__Prompt 1__.
According to the E3 2016 games article, which company is publishing Abzu?
__Prompt 2__.
Extract each line of the entries that contains the word "yellow", matching case exactly.

Picking the finest titles from the game industry’s annual hype extravaganza.

Let's blow some Allied forces up. Credit: EA/DICE
Let's blow some Allied forces up. Credit: EA/DICE
Story text
Ars Technica’s six best games of E3 2016.

Another E3 is in the books, and it’s nearly impossible to distill the dozens and dozens of games on display into a few titles to keep an eye out for—but that won’t stop us from trying.

These 10 games in particular stood out from the crowded E3 show floor, and each has us excited to try out the full versions after a short taste this past week.

Abzu

Developer: Giant Squid
Publisher: 505 Games
Platforms: PS4, Windows
Expected Release Date: August 2, 2016

Like the brilliant Journey, Abzu isn’t so much a game as it is an experience. There’s no shooting, dialogue-heavy cut scenes, XP, or any of the other fluff that tends to make a game a game. Instead, there’s just your character—a cute, cel-shaded diver—and the open ocean. Everything else is up for discovery.

Abzu is beautiful, made with love by people who are passionate about exploring the oceans. The developers at Giant Squad have built the kind of world that feels magical when players, say, find a huge shoal of fish that flitters through the water as one unit or when they come across a group of freaky crabs walking across the depths of the ocean floor. A few subtle signposts will keep you on the right track, but for the most part you explore in Abzu because everything is fascinating, not because you’re explicitly told to.

That said, there is a narrative of sorts in Abzu, one that may explain exactly what you’re doing in the ocean in the first place. Without giving anything away, it involves sharks, weird mechanical structures, and eerily beautiful pools of deep ocean illuminated by a mysterious light. After just half an hour with Abzu, I’m convinced that Giant Squid is onto something special, and I can’t wait to see what the rest of the game has in store.

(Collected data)
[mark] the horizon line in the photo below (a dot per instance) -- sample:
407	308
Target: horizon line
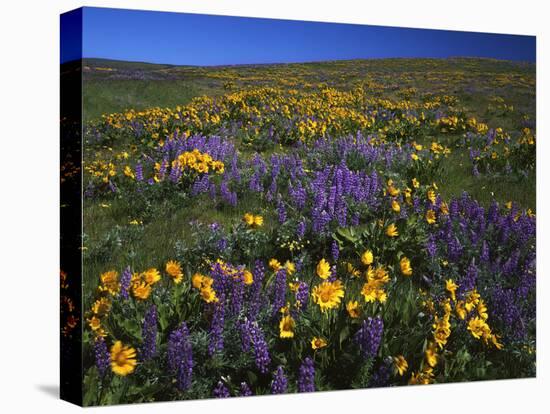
306	61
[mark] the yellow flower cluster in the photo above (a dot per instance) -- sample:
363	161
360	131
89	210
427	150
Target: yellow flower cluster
200	162
204	285
328	294
373	289
252	220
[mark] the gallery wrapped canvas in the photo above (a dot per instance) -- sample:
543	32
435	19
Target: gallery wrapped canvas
256	206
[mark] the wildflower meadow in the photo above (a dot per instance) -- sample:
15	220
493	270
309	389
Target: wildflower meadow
272	229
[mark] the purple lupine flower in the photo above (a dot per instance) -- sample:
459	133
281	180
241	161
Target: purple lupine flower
102	356
149	334
139	172
221	391
279	298
302	295
261	351
431	247
217	326
381	377
369	336
301	230
306	377
484	257
245	329
280	383
256	290
335	250
468	282
245	390
125	281
237	295
281	211
180	356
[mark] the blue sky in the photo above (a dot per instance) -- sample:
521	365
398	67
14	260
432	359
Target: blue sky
193	39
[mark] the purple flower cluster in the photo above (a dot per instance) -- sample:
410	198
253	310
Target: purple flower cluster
369	336
280	383
306	376
102	356
261	350
302	295
180	356
245	390
149	334
279	293
256	291
221	391
125	281
217	326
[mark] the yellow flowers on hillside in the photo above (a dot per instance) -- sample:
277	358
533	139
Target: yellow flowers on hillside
391	231
252	220
405	265
323	269
123	359
328	295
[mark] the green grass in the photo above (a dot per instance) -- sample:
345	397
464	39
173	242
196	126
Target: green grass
108	96
169	86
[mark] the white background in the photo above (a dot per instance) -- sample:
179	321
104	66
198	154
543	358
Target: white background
29	236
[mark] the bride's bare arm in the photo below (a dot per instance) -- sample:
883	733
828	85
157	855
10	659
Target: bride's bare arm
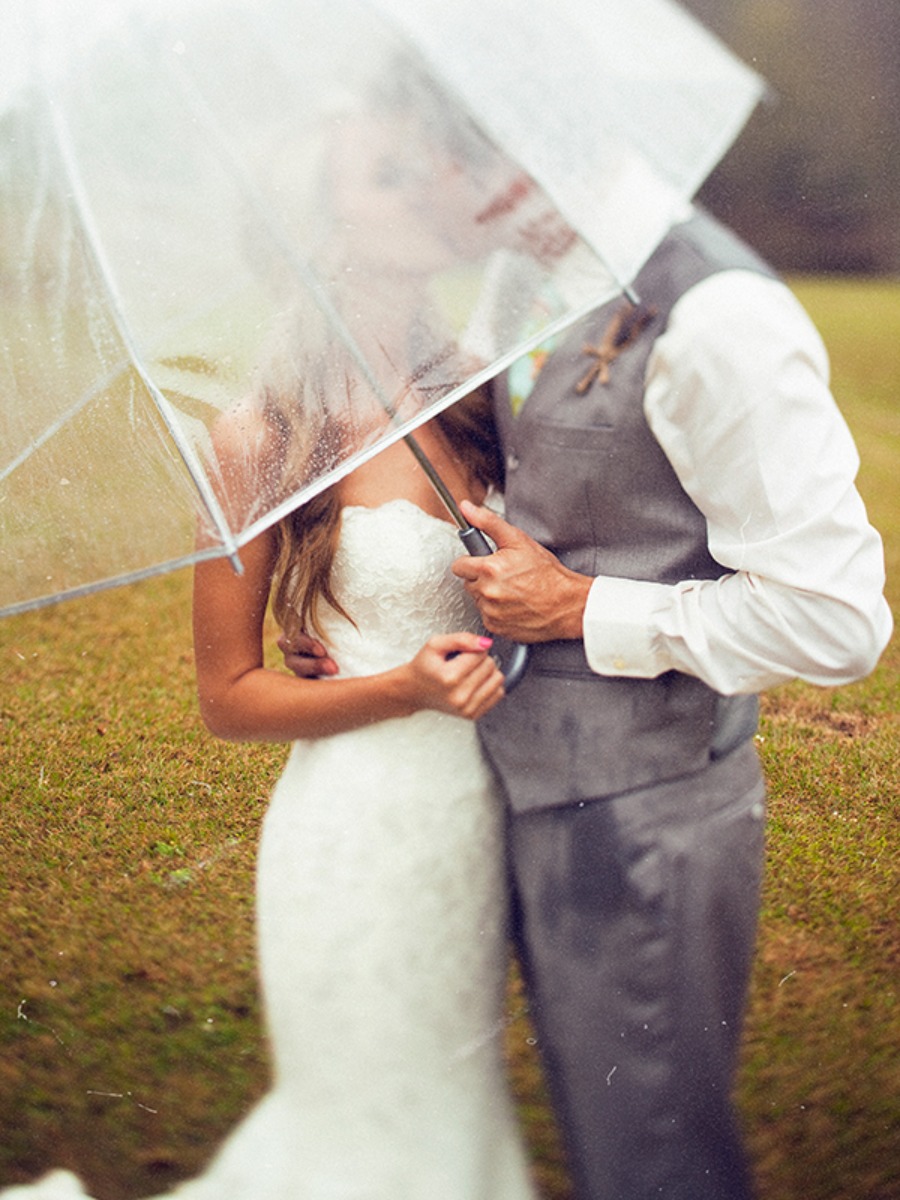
244	701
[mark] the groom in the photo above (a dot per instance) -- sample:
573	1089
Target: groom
682	532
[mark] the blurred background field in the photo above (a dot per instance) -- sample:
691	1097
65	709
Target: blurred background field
129	1013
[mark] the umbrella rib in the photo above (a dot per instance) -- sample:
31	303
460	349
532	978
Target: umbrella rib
95	246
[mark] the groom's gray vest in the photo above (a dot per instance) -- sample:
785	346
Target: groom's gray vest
587	479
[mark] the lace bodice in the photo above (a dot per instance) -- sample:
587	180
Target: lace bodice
393	574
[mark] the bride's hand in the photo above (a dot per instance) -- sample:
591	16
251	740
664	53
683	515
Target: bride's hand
455	673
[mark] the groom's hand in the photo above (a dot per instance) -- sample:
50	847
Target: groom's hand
306	657
523	592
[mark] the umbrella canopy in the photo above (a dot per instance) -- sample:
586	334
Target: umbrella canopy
300	229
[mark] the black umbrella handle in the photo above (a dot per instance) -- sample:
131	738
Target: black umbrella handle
513	657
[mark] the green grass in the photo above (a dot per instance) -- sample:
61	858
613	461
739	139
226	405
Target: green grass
130	1036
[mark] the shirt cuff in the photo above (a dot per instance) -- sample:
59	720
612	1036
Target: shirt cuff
619	628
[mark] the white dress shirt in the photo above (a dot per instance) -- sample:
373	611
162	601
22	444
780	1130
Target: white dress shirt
737	395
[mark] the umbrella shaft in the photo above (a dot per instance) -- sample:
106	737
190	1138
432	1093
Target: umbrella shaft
436	481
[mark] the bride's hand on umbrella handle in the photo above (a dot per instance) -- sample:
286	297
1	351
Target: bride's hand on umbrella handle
306	657
455	673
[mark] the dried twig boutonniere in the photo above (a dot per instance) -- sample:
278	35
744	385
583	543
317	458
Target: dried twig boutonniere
625	328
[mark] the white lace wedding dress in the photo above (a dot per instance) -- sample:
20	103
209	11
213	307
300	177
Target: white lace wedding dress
381	917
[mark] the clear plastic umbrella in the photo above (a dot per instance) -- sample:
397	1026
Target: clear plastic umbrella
311	226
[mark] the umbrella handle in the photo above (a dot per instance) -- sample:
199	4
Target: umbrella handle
514	655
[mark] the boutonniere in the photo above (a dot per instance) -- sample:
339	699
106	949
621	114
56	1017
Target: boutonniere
624	329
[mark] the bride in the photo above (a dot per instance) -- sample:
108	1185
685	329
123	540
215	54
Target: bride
381	874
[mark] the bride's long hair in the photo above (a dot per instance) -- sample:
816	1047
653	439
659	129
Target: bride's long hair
307	537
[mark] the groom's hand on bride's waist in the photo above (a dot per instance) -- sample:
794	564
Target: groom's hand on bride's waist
306	657
522	591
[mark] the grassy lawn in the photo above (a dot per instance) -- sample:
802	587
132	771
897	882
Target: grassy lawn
129	1014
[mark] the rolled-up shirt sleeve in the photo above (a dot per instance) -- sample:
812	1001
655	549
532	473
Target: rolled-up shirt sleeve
737	394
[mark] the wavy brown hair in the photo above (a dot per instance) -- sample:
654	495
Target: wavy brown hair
307	537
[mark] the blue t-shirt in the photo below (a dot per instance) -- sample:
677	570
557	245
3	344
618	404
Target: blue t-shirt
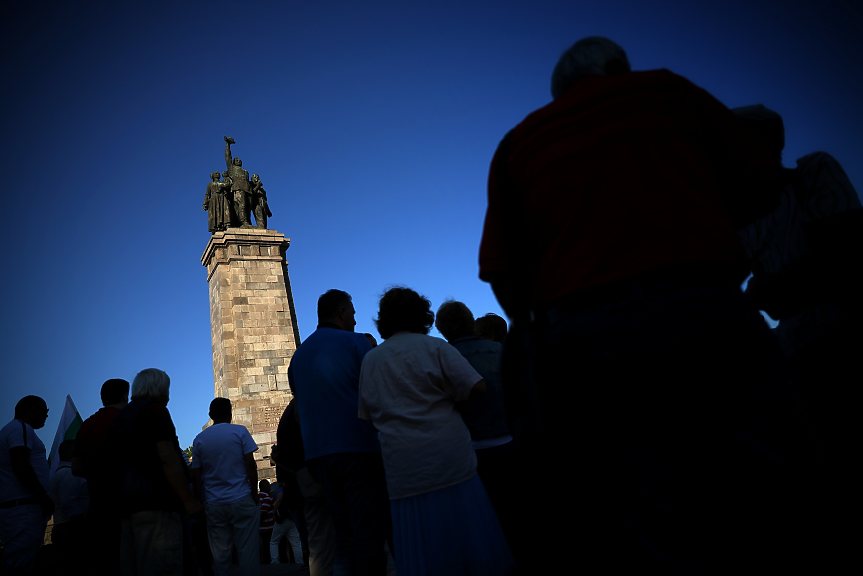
325	374
220	452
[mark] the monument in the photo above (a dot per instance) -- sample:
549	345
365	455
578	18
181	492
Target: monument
252	316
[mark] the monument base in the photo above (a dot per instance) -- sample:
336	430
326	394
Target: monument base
254	330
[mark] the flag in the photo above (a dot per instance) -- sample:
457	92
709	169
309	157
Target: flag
70	422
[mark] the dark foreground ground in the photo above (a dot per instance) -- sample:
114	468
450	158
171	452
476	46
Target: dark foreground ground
48	565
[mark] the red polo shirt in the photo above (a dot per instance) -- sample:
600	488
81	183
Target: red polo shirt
621	176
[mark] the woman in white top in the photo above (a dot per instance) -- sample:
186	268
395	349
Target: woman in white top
410	388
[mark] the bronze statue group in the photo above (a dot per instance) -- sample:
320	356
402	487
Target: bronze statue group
640	418
231	201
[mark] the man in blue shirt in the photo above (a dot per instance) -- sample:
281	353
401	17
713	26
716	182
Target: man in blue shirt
342	451
224	470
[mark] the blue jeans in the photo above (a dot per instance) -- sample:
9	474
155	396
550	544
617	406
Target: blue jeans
353	484
234	524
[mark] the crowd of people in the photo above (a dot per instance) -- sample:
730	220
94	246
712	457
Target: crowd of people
637	416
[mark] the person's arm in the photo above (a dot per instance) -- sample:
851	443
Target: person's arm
23	470
172	466
197	484
252	476
79	468
477	390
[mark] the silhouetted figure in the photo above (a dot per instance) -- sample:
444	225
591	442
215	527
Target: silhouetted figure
226	479
443	521
313	514
485	418
25	505
341	450
660	412
491	327
91	460
807	264
154	479
258	202
69	493
217	204
285	527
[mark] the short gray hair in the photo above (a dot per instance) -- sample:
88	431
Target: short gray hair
592	56
151	384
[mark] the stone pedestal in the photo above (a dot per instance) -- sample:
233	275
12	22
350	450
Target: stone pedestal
254	329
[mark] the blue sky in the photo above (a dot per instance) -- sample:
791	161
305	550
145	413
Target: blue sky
372	125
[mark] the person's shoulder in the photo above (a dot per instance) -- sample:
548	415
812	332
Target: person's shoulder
814	159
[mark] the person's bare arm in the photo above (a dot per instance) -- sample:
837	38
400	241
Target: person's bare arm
173	469
252	475
23	470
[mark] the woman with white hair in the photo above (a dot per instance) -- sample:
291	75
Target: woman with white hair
443	521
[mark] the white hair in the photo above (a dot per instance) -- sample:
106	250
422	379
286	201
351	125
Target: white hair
592	56
151	384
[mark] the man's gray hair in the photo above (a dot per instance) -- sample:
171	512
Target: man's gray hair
151	384
592	56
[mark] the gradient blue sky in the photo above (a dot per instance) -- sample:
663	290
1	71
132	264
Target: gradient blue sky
372	125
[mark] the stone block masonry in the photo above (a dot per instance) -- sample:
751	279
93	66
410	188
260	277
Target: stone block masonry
254	329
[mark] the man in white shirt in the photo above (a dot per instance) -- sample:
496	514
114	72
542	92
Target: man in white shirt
225	475
24	502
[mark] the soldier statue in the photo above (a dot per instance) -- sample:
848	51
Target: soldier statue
217	204
232	201
240	185
259	202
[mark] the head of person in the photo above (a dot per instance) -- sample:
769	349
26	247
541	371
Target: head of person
454	320
66	449
766	125
115	391
33	410
151	384
220	410
403	310
491	327
592	56
336	307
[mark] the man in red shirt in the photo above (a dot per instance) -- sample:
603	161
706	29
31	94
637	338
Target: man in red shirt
93	462
657	417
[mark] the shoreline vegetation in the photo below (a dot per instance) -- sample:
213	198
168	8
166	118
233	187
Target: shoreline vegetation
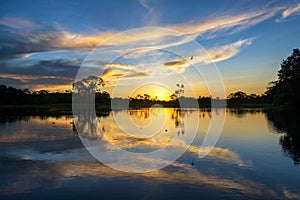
280	94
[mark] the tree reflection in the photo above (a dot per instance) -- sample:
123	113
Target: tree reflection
287	122
175	114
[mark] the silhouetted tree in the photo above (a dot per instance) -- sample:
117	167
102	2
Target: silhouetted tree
285	91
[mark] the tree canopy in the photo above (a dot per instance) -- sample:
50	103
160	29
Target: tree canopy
285	91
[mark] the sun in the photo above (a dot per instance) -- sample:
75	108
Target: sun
156	92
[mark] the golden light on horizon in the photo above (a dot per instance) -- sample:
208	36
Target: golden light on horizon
155	91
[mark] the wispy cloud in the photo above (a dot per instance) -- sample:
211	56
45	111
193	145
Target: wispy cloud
17	23
227	51
17	44
177	65
291	10
119	66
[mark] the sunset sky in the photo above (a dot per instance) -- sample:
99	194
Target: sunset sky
43	43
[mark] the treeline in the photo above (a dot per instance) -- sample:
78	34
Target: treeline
13	96
284	91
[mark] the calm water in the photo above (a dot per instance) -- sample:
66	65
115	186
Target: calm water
256	156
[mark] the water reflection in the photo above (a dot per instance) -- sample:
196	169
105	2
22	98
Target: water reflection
41	157
288	124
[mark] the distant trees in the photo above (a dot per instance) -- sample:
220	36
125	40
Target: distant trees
285	90
13	96
243	98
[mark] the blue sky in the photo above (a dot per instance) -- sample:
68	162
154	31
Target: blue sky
43	43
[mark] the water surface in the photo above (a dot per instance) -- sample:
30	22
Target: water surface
256	156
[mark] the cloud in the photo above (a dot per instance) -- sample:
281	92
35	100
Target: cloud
178	65
291	10
226	22
19	43
115	74
119	66
51	74
227	51
215	54
17	23
27	78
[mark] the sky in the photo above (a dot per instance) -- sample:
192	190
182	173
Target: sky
147	46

__Task response 1__.
505 Games

__Task response 2__.
[mark] the yellow flower cluster in the photo above (a dot per instance) -- sample:
Target: yellow flower cluster
[mark] the yellow flowers on hillside in the photo above (a dot per instance) -- sample:
Target: yellow flowers on hillside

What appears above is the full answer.